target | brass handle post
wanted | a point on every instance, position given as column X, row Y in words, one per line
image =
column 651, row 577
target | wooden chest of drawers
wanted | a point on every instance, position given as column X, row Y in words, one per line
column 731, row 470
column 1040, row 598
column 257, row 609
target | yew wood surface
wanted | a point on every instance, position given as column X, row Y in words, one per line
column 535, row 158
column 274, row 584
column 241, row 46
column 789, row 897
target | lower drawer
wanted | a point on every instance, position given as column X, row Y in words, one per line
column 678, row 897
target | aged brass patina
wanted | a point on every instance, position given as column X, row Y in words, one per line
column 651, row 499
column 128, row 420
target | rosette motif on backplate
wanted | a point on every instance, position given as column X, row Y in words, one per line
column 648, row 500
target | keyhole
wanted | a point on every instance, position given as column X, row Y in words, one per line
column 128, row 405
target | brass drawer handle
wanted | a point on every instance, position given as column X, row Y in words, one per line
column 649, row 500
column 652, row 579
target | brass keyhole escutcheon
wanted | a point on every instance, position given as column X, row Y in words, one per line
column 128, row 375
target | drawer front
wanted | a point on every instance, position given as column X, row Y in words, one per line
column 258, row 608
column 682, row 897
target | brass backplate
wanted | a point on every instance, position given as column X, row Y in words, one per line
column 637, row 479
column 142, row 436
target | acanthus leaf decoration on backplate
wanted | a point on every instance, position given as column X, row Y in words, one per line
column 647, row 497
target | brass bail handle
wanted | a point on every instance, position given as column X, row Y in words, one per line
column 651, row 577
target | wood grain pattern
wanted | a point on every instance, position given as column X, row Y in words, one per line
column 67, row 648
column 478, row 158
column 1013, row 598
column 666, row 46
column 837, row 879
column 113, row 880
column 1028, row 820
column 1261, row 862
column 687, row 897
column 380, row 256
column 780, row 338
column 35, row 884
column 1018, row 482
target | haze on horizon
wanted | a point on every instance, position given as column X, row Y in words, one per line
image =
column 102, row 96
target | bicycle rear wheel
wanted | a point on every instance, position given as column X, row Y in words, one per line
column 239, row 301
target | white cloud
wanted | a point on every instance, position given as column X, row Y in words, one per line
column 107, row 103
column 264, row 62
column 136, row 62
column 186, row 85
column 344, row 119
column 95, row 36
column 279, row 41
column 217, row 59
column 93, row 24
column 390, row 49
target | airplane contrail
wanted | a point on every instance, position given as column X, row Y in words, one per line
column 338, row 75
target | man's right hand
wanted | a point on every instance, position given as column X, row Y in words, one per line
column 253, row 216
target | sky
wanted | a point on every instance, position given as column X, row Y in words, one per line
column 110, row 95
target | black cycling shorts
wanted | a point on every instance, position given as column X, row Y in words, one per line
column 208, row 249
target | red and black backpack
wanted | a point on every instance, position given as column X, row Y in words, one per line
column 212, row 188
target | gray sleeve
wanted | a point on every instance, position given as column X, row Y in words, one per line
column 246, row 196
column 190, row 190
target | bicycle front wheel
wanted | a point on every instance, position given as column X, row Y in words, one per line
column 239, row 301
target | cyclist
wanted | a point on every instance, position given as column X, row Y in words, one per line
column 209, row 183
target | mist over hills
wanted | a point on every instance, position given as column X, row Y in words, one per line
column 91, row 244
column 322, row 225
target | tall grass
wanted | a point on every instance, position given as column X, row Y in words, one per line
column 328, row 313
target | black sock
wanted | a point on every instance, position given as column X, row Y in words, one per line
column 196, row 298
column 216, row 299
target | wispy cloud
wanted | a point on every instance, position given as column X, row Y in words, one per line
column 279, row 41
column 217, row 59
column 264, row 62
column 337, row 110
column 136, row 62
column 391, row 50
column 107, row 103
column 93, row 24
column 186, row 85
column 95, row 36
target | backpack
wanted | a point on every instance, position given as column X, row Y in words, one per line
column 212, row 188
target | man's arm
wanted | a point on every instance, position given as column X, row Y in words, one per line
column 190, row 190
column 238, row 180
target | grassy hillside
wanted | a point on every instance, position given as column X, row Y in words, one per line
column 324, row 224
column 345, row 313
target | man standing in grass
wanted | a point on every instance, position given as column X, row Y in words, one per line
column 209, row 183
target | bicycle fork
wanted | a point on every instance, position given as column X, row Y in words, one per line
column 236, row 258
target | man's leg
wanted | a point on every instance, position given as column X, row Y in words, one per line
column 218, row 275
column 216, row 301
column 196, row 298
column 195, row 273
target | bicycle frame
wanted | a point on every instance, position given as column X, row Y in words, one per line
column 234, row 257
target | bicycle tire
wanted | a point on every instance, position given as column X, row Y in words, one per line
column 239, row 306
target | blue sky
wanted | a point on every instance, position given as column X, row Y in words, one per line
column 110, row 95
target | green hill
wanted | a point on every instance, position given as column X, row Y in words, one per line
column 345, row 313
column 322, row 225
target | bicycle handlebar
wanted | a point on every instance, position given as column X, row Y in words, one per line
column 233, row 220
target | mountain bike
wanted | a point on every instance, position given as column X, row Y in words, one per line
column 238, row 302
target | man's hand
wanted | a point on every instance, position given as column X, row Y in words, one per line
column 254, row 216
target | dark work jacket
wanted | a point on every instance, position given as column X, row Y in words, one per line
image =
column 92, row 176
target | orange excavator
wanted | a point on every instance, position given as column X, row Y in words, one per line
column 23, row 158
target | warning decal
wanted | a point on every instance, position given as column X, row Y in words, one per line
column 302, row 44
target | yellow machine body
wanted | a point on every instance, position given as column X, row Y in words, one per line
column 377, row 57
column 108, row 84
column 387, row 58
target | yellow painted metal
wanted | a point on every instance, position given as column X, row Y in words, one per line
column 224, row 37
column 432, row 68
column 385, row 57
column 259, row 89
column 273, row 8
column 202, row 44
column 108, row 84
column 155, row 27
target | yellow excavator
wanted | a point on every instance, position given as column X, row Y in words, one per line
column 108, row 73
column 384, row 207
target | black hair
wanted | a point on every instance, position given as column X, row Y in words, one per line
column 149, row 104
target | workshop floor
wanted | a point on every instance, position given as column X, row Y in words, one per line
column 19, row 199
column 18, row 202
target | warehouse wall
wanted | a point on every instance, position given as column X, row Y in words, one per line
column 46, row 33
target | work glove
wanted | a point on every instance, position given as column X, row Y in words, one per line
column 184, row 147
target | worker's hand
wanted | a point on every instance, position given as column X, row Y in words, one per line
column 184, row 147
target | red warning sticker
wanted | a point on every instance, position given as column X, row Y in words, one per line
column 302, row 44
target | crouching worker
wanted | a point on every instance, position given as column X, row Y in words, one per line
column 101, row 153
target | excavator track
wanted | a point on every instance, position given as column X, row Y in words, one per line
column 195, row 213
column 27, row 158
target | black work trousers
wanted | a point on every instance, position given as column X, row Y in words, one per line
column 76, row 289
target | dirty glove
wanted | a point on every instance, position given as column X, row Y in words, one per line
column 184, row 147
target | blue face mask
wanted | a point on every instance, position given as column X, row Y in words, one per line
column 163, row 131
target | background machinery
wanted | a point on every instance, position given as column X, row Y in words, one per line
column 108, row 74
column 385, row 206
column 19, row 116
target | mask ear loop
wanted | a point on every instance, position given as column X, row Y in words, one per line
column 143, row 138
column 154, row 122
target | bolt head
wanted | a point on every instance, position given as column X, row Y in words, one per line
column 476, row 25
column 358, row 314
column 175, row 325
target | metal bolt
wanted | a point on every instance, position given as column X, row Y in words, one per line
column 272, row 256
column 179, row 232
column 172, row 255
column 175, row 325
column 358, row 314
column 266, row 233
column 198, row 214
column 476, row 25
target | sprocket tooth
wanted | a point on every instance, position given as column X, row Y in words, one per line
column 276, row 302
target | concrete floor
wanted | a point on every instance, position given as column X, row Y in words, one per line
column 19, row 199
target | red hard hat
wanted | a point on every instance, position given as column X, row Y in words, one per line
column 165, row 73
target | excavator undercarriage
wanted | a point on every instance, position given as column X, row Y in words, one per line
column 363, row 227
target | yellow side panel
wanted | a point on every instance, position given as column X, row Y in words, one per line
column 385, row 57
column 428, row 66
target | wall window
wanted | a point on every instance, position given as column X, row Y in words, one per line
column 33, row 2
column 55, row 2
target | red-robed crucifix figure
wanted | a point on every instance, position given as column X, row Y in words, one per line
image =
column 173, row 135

::::::::::

_Written task_
Lay out as a numbered list, leaving out blank lines, the lines between the line holding "target | warehouse wall" and the line holding "column 19, row 116", inclusive.

_Exercise result_
1. target | warehouse wall
2. wanted | a point on every instance, position given as column X, row Y in words, one per line
3. column 46, row 33
4. target | work glove
5. wanted | a point on every instance, position given as column X, row Y in words, one per line
6. column 184, row 147
7. target | worker's hand
8. wanted | a point on every instance, position given as column X, row Y in words, one per line
9. column 184, row 147
10. target | red warning sticker
11. wanted | a point on every instance, position given as column X, row Y in words, one per line
12. column 302, row 44
13. target | crouching worker
14. wanted | a point on every instance, position given as column X, row Y in words, one per line
15. column 101, row 153
16. target | excavator track
17. wanted | a point on every instance, position given as column X, row Y in words, one per line
18. column 195, row 213
19. column 27, row 158
20. target | black work trousers
21. wanted | a point on every instance, position given as column X, row Y in words, one per line
22. column 76, row 289
23. target | dirty glove
24. wanted | a point on every instance, position given as column X, row Y in words, one per line
25. column 184, row 147
26. target | blue face mask
27. wanted | a point on every instance, position given as column X, row Y in words, one per line
28. column 163, row 131
29. target | background machinery
30. wanted | a point on every instance, position given as column X, row Y in words, one per line
31. column 108, row 74
32. column 385, row 206
33. column 19, row 116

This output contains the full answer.